— begin Supplied information —
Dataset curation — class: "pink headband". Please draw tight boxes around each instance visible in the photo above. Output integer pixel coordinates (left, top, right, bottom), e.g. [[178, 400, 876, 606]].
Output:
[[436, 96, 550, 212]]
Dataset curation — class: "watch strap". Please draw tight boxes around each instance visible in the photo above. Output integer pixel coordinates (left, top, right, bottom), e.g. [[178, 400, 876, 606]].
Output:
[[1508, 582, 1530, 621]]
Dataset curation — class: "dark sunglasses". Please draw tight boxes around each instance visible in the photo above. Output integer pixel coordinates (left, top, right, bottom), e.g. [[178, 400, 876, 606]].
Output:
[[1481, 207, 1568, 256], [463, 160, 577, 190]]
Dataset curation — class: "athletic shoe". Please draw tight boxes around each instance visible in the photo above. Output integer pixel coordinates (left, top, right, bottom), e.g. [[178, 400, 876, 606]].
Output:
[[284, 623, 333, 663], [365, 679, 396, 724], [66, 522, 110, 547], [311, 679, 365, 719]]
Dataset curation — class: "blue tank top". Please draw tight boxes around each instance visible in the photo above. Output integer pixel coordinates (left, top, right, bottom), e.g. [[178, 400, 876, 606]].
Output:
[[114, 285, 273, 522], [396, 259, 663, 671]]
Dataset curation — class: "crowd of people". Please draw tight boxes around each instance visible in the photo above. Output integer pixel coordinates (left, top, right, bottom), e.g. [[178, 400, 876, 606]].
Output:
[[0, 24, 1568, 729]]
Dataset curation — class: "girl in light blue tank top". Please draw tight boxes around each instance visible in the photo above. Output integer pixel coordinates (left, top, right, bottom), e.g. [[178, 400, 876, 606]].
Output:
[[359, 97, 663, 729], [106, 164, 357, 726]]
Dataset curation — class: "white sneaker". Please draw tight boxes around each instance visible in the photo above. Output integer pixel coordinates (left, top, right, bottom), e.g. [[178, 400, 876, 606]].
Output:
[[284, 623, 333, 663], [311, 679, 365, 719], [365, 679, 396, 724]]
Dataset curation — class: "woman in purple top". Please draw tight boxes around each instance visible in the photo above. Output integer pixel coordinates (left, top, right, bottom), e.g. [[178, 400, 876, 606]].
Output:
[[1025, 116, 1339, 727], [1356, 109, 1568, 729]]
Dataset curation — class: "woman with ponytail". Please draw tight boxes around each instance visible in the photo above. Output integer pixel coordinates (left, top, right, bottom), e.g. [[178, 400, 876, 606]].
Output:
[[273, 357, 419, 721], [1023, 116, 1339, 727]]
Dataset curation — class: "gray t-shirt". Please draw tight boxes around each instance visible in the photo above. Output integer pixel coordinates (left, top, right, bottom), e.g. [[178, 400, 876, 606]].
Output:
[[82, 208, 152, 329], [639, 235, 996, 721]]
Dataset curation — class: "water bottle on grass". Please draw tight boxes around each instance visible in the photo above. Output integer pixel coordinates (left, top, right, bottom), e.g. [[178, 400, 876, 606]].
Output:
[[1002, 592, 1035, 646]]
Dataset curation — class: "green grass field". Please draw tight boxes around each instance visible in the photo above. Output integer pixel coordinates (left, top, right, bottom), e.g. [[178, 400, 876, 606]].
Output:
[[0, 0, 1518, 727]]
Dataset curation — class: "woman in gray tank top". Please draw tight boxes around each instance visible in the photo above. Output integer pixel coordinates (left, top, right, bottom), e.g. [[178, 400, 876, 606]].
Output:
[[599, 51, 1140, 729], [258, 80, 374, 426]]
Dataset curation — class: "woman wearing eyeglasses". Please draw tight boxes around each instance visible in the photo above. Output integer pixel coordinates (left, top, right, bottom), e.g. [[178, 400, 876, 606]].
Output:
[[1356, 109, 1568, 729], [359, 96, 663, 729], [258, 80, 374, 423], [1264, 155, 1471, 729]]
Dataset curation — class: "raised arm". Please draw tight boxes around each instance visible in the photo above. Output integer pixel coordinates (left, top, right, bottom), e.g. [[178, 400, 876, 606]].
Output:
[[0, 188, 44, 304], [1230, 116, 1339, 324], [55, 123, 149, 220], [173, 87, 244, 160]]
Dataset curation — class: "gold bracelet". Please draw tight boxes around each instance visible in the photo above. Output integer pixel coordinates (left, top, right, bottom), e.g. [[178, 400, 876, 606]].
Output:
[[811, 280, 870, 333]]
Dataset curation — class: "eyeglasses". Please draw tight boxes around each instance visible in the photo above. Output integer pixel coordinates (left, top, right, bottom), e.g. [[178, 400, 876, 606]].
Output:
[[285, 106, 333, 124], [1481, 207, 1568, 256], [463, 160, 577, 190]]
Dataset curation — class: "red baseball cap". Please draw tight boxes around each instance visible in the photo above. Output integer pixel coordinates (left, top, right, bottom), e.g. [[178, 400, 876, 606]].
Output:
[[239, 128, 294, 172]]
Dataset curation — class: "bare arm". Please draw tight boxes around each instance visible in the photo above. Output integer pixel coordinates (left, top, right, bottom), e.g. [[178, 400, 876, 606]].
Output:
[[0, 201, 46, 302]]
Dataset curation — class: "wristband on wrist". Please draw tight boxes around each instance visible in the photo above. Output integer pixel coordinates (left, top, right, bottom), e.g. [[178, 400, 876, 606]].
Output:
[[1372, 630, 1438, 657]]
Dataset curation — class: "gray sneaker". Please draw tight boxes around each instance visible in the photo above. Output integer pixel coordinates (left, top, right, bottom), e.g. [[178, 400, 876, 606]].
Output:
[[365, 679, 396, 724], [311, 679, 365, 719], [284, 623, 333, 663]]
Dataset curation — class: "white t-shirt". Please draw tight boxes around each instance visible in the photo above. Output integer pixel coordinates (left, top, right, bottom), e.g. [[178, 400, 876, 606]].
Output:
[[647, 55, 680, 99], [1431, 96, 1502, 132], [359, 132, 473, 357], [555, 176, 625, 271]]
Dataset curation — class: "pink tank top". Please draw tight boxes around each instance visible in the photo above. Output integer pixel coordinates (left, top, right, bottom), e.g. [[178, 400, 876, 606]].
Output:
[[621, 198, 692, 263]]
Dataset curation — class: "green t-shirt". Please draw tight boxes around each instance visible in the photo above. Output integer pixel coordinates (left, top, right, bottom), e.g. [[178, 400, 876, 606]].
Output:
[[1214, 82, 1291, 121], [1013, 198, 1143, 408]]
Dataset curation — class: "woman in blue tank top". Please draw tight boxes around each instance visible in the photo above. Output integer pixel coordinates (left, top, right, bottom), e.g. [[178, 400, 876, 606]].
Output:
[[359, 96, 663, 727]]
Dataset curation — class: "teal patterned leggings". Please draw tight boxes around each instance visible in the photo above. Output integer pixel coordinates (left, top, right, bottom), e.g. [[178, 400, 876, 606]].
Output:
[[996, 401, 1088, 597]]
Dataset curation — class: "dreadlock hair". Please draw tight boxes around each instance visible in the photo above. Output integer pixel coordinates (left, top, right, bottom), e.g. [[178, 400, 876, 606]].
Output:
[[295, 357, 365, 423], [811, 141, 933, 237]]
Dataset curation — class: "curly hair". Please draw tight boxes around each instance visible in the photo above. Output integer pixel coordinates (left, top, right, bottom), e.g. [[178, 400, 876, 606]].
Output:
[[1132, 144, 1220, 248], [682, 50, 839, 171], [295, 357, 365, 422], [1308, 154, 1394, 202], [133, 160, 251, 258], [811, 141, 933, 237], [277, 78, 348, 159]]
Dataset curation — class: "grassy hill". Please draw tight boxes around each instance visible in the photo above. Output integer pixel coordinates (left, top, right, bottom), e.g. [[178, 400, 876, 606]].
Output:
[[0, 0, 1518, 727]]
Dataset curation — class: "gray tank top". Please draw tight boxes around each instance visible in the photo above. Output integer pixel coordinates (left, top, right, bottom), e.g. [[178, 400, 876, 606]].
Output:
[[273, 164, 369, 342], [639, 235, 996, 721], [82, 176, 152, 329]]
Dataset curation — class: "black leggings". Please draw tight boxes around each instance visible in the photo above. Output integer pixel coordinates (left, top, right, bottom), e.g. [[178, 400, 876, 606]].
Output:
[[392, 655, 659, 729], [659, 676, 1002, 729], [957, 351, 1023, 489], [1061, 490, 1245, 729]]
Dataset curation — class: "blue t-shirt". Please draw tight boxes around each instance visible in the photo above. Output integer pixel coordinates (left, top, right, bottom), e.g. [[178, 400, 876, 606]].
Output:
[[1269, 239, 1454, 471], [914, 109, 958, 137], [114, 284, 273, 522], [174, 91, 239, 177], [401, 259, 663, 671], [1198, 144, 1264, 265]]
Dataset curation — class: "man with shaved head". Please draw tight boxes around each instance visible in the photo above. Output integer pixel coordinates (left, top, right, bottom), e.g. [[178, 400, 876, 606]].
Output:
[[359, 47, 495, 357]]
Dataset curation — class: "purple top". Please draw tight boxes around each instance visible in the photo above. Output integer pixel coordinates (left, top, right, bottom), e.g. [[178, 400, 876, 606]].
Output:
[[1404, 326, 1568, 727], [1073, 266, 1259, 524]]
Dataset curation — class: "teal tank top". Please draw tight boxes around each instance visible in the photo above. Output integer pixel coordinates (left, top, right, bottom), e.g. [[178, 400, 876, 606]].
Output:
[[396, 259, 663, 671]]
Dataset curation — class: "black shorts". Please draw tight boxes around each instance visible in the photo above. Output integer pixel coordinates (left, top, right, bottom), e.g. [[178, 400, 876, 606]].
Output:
— end Supplied information —
### Your objective
Identify each line in the material above that contains the word "gray" and copy every such line in full.

### Solution below
Dataset curation — class: "gray t-shirt". Please draw tight boxes around each instance visible in the photo above. Output integer pixel coordinates (left, top, right, bottom), e.g. [[178, 400, 876, 606]].
Dataset curation — class: "woman in gray tank top". Please draw tight boxes around each instance visible in the photo above. Output integer pixel coordinates (left, top, right, bottom), e.g. [[178, 400, 876, 606]].
Dataset curation — class: "gray sneaker". Please draw tight boxes around each instance visible in the photo above. Output integer pixel coordinates (left, top, right, bottom), e.g. [[178, 400, 876, 606]].
Dataset curation — class: "gray tank top". Please draw tight boxes around each instance visible in the photo above. Output integer pixel coordinates (left, top, right, bottom), e.g. [[178, 400, 876, 606]].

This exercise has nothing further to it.